┌──

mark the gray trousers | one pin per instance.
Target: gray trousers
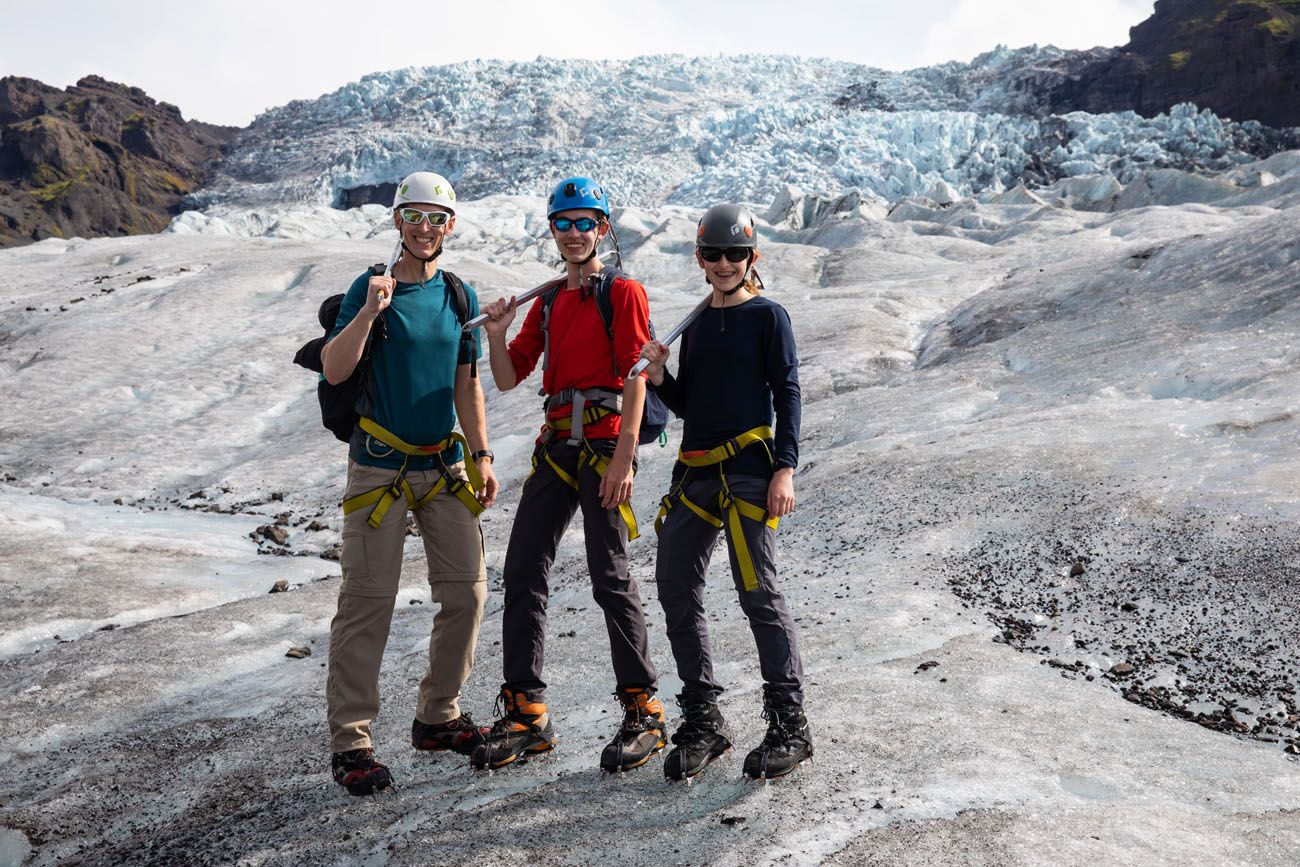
(685, 546)
(545, 510)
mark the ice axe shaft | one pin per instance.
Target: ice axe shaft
(674, 334)
(519, 299)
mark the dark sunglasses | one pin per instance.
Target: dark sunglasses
(581, 224)
(715, 254)
(415, 216)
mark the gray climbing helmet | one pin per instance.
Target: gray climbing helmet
(727, 225)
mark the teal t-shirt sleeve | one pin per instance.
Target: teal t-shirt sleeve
(352, 303)
(471, 352)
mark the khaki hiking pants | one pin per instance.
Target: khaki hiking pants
(372, 567)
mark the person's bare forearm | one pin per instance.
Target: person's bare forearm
(469, 408)
(502, 367)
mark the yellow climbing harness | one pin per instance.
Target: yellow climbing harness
(728, 506)
(588, 456)
(381, 498)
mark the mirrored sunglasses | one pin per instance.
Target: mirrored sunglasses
(581, 224)
(733, 254)
(415, 216)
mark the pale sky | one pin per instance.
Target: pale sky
(229, 60)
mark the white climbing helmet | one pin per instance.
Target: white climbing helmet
(425, 187)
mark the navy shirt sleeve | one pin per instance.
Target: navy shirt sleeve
(783, 378)
(672, 390)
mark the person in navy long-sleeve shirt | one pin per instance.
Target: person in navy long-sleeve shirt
(737, 375)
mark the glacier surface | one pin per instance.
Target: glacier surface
(696, 130)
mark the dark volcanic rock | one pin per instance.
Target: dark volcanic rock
(1238, 57)
(96, 159)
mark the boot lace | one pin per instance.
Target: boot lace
(636, 719)
(783, 725)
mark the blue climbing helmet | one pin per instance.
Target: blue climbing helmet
(571, 194)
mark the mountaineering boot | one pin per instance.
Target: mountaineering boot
(701, 738)
(358, 771)
(525, 728)
(787, 744)
(459, 735)
(641, 733)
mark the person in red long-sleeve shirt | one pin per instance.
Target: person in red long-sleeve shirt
(584, 459)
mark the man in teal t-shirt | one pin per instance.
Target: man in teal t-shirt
(404, 455)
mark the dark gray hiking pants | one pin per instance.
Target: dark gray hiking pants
(545, 510)
(685, 546)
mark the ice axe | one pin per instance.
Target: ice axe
(393, 260)
(674, 334)
(519, 299)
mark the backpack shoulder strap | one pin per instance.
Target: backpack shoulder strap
(547, 302)
(603, 297)
(458, 289)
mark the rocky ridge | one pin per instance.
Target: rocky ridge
(95, 159)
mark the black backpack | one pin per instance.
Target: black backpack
(342, 404)
(654, 414)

└──

Written problem –
Copy all of the records above line for line, without changing anything. Leave out the pictures.

Completed exercise –
mark the gray trousers | one pin per instance.
Target: gray trousers
(685, 546)
(545, 510)
mark the ice axe shaft | one pin per instance.
Target: ice axe shaft
(674, 334)
(519, 299)
mark the dark sunglasses | one pin per instance.
Target: dark sunglasses
(581, 224)
(715, 254)
(415, 216)
mark the gray climbing helmet | one pin per instance.
Target: gray climbing helmet
(727, 225)
mark the teal t-shirt sleeve | one pin per instance.
Target: teal t-shirt sleeve
(352, 303)
(471, 352)
mark the khaki hiking pants | one pin per instance.
Target: khaki hiking pants
(372, 567)
mark the person's bare forearm | one pin per instance.
Target: person's bare forearm
(469, 408)
(502, 367)
mark the yellow climbing harness | one pin per instance.
Target: yellow climbing harness
(728, 506)
(588, 456)
(381, 498)
mark the mirrored sunglasses | one pin per instance.
Target: mirrored sunglasses
(581, 224)
(733, 254)
(415, 216)
mark the pale sky | one pin per instance.
Target: pale sky
(229, 60)
mark the white climbing helmet | one pin per instance.
Target: white climbing helmet
(425, 187)
mark the navy shirt sleeve | one pin per instance.
Target: navy shirt sleeve
(783, 378)
(672, 390)
mark the person in navy long-sleeve shirt | one pin per instance.
Target: person in navy long-sleeve shirt
(737, 375)
mark the glacier surface | one pin per instance.
Target: glacier surface
(696, 130)
mark the dark volcanic rock | one pin per instance.
Target: dark volcanic rock
(1238, 57)
(96, 159)
mark the boot lace | one pin per instance.
Target: boot lace
(636, 719)
(783, 725)
mark the blue climbing helmet | one pin per instance.
Target: blue climbing helmet
(571, 194)
mark the mountaineering boot | one pin per instance.
Target: mountaineering boot
(701, 738)
(358, 771)
(525, 728)
(787, 744)
(459, 735)
(641, 733)
mark the person in red long-sleeve shirt | one pin per instance.
Target: person in red long-sleeve shirt
(584, 459)
mark the man in teal t-shirt | one pin per instance.
Target: man in teal t-shirt
(404, 455)
mark the dark gray hiking pants | one pin per instance.
Target: dark gray hiking pants
(545, 510)
(685, 546)
mark the ice axe | one pin per instance.
Target: ice axe
(393, 260)
(674, 334)
(519, 299)
mark the backpack shoulder strap | one pin per instance.
Target: backpack shoulder strap
(547, 302)
(603, 297)
(458, 289)
mark the rocky ridge | one pin per instance.
Target: rocky ridge
(95, 159)
mark the black backpack | one pin per instance.
Target: black backpack
(342, 404)
(654, 414)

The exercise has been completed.